The company that owns the care home is currently up for sale.“Its attraction to a potential buyer,” writes the Press Association, in articles syndicated and reprinted around the world, “likely to be a private equity firm, is the fact that Z’s primary focus is on privately paying residents.” I am not going to write down Z’s name, because X and Y are privately paying residents, and we are scared of what will happen to them if we complain. If X and Y are assets, then they’re only valuable while they generate a return; they’re only valuable while they don’t put off other potential assets from generating a return, either.

Care is not a transaction, but a value. A value that is worth more than the goods and services being exchanged. Care is modulating your voice.

‘At least they have you to care for them’, is what friends and colleagues say when I retell the saga of X and Y in the care home. They mean there must be other vulnerable people inside privately run care homes who don’t have an advocate on the outside. But this work we do, this administrative battling, this steady checking and rechecking, this rippling anger at a cold system run for cold profit, is not care. It is care diminished by money. It is the least we can do.

One day my partner comes home from visiting his parents, as pale as a ghost. His hands are shaking. He tells me that the care home administrator followed him round, waving a stuffed toy with the words ‘Debt Dog’ emblazoned on it. We have to pay now, he says. If we don’t, they will stop giving Y medication, he says. They will stop taking her medicine out of the cabinet and placing it in her frail hands. That is what they have said. They are demanding £20,000. Twenty thousand pounds. But we don’t have any invoices, I say. They will stop giving Y medication, he says. So I pay it anyway. The money comes from the sale of X and Y’s home. It is a finite amount, and it is dwindling. It takes six months for the care home to tell us what we paid for, and to allocate the money to the correct account.

If this money is not spent on carers, then carers are cheap, so caring is cheap, so how do you explain the value of care?

“It is thought that several buyers have already expressed an interest,” say the press reports, about the sale of the company, “but only offers higher than £2.5 billion are being taken seriously.” In this equation, privately paying residents means people who can be exploited for profit. It does not mean people who will be cared for, and it does not mean care. It does not mean value, it means exchange. And it does not mean fair exchange; it means money.

When my partner said he wanted to give up work to spend time with his parents I didn’t understand. We already work around childcare. We already visit once a week. How would we survive with an extra drop in income? Then he described to me how it felt to be with his parents. To watch TV with them. To read with them. To make up silly jokes with them. It is not a burden to care for the people we love. It is not a financial transaction.

Care is not like money.

But money is the language that care speaks, in the body of a private company. This language pretends to be rational. This language pretends to be clinical. This language pretends to be about services received and goods paid for. Sometimes money is where the ruptures in a system flash on and off like a warning, or a gift.

I am on the phone to the General Manager of the care home while my son plays noisily in the flat above ours. At the same time, my partner’s phone rings. It’s a friend, who went to visit X and found him on the floor, unconscious. After his prescription was not renewed in time, X has been without pain medication for four days. There is no financial transaction to stop this happening. By which I mean: there is no amount of money in the world that would be too much to stop this happening. And also: there are large amounts of money being passed from two vulnerable people (‘privately paying residents’) to a private company (‘likely a private equity fund’) in the name of ‘care’ (profit). And it is not enough to stop this happening.

---+---

Exercise A
Decide whether each statement agrees with the care home essay, answering yes or no and quoting the deciding words: (i) The care home demanded £20,000. (ii) The money paid came from the partner's income. (iii) X went without pain medication for a week.
Exercise B
According to the care home essay, what is the minimum value of offers for the company that are being taken seriously?
The records after this point are separate material, unrelated to the care home essay.

---+---

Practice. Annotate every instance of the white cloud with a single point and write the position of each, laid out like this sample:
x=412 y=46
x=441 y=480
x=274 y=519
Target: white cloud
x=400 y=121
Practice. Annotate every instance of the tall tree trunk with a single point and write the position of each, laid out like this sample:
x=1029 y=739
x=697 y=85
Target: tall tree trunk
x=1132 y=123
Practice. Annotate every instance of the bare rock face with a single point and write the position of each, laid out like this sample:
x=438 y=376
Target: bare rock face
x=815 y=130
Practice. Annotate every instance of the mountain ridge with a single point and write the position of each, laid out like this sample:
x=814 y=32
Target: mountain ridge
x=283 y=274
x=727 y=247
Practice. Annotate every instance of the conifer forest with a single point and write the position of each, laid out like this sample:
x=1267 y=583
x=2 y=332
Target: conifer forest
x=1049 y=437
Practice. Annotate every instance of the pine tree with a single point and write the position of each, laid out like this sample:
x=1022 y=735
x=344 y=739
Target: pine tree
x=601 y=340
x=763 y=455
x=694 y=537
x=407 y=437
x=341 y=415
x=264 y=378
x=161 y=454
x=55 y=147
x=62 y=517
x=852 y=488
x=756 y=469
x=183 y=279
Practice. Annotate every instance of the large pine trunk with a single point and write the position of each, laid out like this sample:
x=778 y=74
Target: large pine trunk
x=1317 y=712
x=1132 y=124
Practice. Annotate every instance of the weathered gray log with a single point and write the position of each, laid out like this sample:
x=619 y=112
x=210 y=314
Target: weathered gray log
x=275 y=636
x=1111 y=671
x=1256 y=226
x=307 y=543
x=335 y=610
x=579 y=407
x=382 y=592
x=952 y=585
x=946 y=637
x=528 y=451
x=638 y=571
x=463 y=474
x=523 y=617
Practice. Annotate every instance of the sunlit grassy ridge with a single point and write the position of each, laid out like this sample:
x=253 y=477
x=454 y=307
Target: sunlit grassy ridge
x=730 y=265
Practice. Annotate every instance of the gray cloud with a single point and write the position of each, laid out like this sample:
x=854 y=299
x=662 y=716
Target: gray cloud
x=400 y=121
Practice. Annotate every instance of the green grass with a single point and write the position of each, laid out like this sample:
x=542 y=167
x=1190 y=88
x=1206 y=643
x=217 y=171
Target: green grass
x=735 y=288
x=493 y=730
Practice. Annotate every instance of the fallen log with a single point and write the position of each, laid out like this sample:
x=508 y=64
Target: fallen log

---+---

Task result A
(i) Yes: "They are demanding £20,000."
(ii) No: "The money comes from the sale of X and Y’s home."
(iii) No: "X has been without pain medication for four days."

Task result B
Only offers higher than £2.5 billion are being taken seriously.